=== What you need to do ===
A. In the function documentation below, what is used to assess the stability of the distribution of correlations/distances?
B. List every argument that has a default of NULL in the function call shown in the documentation below.

=== Extract to read ===
-- begin --
Optimise the elements per window for the count matrix approach

This function optimises the number of elements per window that is used in calculate_expression_similarity_counts, by requiring the distribution of correlations/distances to stabilise to a uniform distribution. The Jensen-Shannon divergence is used to assess the stability.

optimise_window_length(
  expression.matrix,
  similarity.measure = "correlation_pearson",
  window.length.min = NULL,
  window.length.max = NULL,
  window.length.by = NULL,
  n.step.fraction = 0.05,
  iteration.number = 50,
  minimum.similar.windows = 3,
  save.plot = NULL
)

Arguments

expression.matrix	expression matrix, can be normalized or not
similarity.measure	one of the correlation or distance metrics to be used, defaults to pearson correlation; list of all methods in `get_methods_correlation_distance`
window.length.min, window.length.max, window.length.by	definition of the parameter search space; default is between 1% and 33% of the number of rows in the expression matrix, incremented by 1%
n.step.fraction	step size to slide across, as a fraction of the window length; default is 5%
iteration.number	number of iterations for the subsampling and calculation of JSE; subsampling is needed because shorter windows have fewer points; default is 100
minimum.similar.windows	number of windows that a window needs to be similar to (including itself) in order to be accepted as optimal; default is 3, but can be reduced to 2 if no optimum is found
save.plot	name of the pdf in which to print the output plot showing the distribution of JSE by window; output to the console by default

Value

A single value of the optimal number of elements per window. If no optimal value was found, this function returns NULL.
-- end --
=== Extracted data ===
-- begin --
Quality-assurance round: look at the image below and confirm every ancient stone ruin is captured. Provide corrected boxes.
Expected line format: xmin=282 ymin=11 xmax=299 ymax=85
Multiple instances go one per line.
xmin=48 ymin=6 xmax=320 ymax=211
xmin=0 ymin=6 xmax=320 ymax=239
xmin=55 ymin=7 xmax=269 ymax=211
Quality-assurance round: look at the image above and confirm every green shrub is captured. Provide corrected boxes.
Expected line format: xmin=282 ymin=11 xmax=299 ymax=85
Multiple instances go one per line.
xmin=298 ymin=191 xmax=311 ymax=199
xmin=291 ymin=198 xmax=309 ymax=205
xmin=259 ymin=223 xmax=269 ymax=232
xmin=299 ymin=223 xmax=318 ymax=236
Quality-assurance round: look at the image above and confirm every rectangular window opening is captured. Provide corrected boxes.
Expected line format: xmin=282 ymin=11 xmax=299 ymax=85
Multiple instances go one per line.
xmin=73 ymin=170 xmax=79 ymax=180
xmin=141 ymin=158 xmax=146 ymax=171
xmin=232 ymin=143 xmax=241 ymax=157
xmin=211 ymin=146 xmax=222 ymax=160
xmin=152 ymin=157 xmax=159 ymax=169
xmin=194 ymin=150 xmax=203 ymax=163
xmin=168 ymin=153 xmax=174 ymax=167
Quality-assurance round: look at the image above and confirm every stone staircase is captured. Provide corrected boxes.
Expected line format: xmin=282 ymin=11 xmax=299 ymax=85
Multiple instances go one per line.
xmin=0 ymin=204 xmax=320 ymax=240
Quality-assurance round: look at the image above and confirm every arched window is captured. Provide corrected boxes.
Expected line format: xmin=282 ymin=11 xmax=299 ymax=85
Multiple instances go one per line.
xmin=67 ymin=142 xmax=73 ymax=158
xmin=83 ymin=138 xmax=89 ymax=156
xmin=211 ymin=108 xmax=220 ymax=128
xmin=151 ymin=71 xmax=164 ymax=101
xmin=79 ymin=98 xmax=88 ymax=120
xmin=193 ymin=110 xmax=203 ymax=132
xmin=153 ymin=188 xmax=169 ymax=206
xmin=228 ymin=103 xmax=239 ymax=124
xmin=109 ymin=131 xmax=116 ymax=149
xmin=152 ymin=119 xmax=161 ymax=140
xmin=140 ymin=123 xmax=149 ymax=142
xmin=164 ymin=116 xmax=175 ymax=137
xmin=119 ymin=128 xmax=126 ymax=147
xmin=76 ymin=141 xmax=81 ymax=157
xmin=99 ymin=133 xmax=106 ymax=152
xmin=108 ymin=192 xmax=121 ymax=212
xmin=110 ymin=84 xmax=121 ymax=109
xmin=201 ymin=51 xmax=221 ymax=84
-- end --
=== Responses to the exercise ===
A. The Jensen-Shannon divergence.

B. window.length.min, window.length.max, window.length.by, save.plot